• _WORK TO COMPLETE_:
(1) Answer these questions from the panel-frame thread:
(a) What are the dimensions of each frame?
(b) On what day did the insulation and fabric arrive?
(c) What kind of space does mpompey have for the project?
(2) Retype the part of the panel-frame thread starting at "Even though I'm" and ending at "holes drilled in...".

• _PASSAGE SHOWN_:
Mocking up the first 20" x 20" frame...










Even though I'm not being paid, let me say I love my Kreg tools! Drilling the first pair of pocket holes...










All of the center pieces with the pocket holes drilled in...










Here is a shot of one of the 20" x 20" frames. I need to square up my miter a bit, but this looks close enough for government work.










Here is a shot of all of the frames done, resting against one of my larger panels in my room.


----------



## ALMFamily (Oct 19, 2011)

Looking forward to seeing them up and your impressions. And, I love my Kreg as well! :bigsmile:


----------



## NBPk402 (Feb 21, 2012)

Looks great... Can't wait to see the completed project and your impressions. I have to admit the Samsung phones take great pics too. I only need to break out my Canon when I need to do night pics.


----------



## Owen Bartley (Oct 18, 2006)

mpompey said:


> close enough for government work.


Lol. I love how this essentially means "eeeehhh, I should redo it, but...". Gool ol' government standards!

Frames look good, and you're making me sad that my Kreg still hasn't made it out of the box since Christmas. Maybe I'll see if I can convince my wife we need panels in the living room.


----------



## mpompey (Jan 5, 2007)

Luckily I have a converted basement to play in. If it was in the living room, WAF, would trump everytime.

I'm keeping a picasa photo log, as I've yet to get my phone to take pics for the forum that don't break the upload restrictions.

I glued the backerboard on last night. The insulation and fabric arrived on Monday. Hopefully I can finish these by Saturday.

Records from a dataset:

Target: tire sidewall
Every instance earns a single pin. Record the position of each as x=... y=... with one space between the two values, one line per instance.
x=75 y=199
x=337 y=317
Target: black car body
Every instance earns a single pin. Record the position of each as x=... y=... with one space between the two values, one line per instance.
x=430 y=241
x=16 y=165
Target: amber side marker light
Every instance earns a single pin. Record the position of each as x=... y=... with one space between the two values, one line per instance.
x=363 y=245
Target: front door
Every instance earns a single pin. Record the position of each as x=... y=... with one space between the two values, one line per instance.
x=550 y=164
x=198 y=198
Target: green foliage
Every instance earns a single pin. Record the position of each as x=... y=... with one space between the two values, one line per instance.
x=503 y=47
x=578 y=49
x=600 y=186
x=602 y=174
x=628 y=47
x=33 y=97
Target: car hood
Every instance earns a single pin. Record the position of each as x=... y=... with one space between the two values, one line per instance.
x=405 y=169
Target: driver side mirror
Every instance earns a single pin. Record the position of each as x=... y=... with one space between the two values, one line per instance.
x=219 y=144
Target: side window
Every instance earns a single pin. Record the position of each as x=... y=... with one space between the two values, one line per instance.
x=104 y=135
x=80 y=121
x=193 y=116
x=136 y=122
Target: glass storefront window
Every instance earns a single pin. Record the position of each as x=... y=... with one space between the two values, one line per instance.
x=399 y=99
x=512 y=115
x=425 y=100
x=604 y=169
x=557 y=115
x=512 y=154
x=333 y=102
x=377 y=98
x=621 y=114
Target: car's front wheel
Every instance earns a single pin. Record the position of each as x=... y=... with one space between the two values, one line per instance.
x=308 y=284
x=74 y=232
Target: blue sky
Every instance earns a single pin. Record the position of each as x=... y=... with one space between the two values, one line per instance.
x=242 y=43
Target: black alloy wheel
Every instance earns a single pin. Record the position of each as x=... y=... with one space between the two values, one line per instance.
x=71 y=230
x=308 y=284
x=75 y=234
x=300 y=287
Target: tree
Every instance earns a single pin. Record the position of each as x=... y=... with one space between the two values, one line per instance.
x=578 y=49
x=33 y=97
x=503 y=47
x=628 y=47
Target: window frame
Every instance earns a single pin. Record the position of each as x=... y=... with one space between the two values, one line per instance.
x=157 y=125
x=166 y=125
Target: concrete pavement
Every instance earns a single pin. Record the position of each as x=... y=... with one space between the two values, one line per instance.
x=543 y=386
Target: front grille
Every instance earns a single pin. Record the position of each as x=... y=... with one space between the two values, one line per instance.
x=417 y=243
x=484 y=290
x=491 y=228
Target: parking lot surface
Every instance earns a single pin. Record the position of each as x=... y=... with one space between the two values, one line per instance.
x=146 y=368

• _RESPONSES FOR EACH TASK_:
(1)
(a) 20" x 20"
(b) Monday
(c) A converted basement

(2)
Even though I'm not being paid, let me say I love my Kreg tools! Drilling the first pair of pocket holes...










All of the center pieces with the pocket holes drilled in...